* Ausgewählter Abschnitt *
* * * * *
Jovial, zielstrebig und ein bisschen ungestüm
Julia Klöckner will im zweiten Anlauf den Sprung in die Mainzer Staatskanzlei schaffen
Sie war Weinkönigin, Chefredakteurin und Staatssekretärin, sie ist Oppositionsführerin und CDUBundesvize: Und bald könnte die rheinland-pfälzische CDU-Chefin Julia Klöckner auch noch zur Ministerpräsidentin gewählt werden. Eine beachtliche Karriere für eine Frau, die eigentlich nicht in die Politik gehen wollte.
Wenn Julia Klöckner aus ihrem Wahlkampfbus steigt, ist kein Umstehender vor dem Händedruck der CDU-Landesvorsitzenden sicher. „Freut mich, guten Tag“, ruft die 43-Jährige beim Stopp in der Vulkaneifel einem neugierig stehen gebliebenen Passanten zu, „geht es Ihnen gut?“, fragt Klöckner einen der artig wartenden örtlichen Honoratioren, den sie zumindest flüchtig zu kennen scheint.
* * * * *
(Ein Datenblock)
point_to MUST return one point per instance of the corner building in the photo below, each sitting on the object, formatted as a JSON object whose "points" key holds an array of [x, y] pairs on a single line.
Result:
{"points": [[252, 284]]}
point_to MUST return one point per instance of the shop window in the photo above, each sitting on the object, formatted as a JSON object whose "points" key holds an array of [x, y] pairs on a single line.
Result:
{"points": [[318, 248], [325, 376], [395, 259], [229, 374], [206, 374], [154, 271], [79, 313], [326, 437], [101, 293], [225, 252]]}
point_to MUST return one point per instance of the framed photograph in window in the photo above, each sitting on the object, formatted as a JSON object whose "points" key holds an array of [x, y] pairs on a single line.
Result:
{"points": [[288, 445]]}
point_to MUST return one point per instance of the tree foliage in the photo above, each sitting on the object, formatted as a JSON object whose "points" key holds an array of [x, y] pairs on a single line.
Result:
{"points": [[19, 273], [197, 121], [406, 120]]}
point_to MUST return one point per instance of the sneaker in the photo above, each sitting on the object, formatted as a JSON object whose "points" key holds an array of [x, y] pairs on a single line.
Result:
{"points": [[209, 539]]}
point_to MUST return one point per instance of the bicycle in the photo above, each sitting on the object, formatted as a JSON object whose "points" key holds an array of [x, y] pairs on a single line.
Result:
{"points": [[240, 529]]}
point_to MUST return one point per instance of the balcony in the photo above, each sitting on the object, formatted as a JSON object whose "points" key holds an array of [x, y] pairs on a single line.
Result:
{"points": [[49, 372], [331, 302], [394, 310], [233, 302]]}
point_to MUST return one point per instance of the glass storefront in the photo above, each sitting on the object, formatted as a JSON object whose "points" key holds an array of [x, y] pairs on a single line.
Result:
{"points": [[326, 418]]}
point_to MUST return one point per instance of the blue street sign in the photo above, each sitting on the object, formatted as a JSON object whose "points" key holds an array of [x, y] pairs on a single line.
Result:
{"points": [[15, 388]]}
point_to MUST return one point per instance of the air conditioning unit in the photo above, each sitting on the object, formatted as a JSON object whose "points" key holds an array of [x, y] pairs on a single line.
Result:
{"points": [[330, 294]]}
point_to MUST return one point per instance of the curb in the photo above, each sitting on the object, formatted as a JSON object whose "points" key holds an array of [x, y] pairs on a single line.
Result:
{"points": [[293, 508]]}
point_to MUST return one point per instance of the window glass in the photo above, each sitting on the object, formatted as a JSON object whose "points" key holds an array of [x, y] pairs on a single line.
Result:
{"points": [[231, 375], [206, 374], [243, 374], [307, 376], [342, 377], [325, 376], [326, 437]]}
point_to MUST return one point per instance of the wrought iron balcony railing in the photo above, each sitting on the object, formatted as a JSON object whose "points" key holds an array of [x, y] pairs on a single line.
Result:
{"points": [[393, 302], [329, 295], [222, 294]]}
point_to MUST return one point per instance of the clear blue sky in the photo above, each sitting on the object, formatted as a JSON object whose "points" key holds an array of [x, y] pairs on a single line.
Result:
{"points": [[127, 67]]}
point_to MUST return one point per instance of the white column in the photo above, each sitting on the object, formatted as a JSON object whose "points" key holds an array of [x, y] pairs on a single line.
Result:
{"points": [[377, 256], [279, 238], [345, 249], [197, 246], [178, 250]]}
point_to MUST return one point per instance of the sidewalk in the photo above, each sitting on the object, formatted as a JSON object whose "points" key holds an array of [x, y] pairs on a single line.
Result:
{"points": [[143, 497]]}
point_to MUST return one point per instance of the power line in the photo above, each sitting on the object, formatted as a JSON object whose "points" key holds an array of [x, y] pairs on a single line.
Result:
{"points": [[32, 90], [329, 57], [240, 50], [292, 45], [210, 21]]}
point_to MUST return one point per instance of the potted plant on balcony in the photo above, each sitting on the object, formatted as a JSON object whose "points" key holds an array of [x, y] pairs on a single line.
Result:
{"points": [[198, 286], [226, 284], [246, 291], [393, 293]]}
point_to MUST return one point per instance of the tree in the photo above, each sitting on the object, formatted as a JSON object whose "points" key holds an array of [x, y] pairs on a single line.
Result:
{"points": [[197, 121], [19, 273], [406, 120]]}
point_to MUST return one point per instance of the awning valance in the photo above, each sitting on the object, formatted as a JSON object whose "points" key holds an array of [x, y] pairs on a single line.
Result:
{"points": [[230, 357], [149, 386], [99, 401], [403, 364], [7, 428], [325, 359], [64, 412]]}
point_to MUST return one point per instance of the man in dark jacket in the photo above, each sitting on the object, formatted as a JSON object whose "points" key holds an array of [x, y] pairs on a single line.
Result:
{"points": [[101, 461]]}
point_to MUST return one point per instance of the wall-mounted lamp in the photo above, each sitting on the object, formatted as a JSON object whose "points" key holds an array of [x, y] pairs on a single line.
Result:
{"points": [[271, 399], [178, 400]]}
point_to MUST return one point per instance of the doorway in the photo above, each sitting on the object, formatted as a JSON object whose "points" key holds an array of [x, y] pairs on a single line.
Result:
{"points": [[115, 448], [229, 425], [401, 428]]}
* * * * *
* Anforderungen *
Gib bitte den Abschnitt über Julia Klöckner wortgetreu wieder, von „Jovial, zielstrebig und“ bis „zu kennen scheint.“, beide Stellen eingeschlossen. Die Einträge stammen aus einer anderen Quelle.

* Antwort zur Aufgabe *
Jovial, zielstrebig und ein bisschen ungestüm
Julia Klöckner will im zweiten Anlauf den Sprung in die Mainzer Staatskanzlei schaffen
Sie war Weinkönigin, Chefredakteurin und Staatssekretärin, sie ist Oppositionsführerin und CDUBundesvize: Und bald könnte die rheinland-pfälzische CDU-Chefin Julia Klöckner auch noch zur Ministerpräsidentin gewählt werden. Eine beachtliche Karriere für eine Frau, die eigentlich nicht in die Politik gehen wollte.
Wenn Julia Klöckner aus ihrem Wahlkampfbus steigt, ist kein Umstehender vor dem Händedruck der CDU-Landesvorsitzenden sicher. „Freut mich, guten Tag“, ruft die 43-Jährige beim Stopp in der Vulkaneifel einem neugierig stehen gebliebenen Passanten zu, „geht es Ihnen gut?“, fragt Klöckner einen der artig wartenden örtlichen Honoratioren, den sie zumindest flüchtig zu kennen scheint.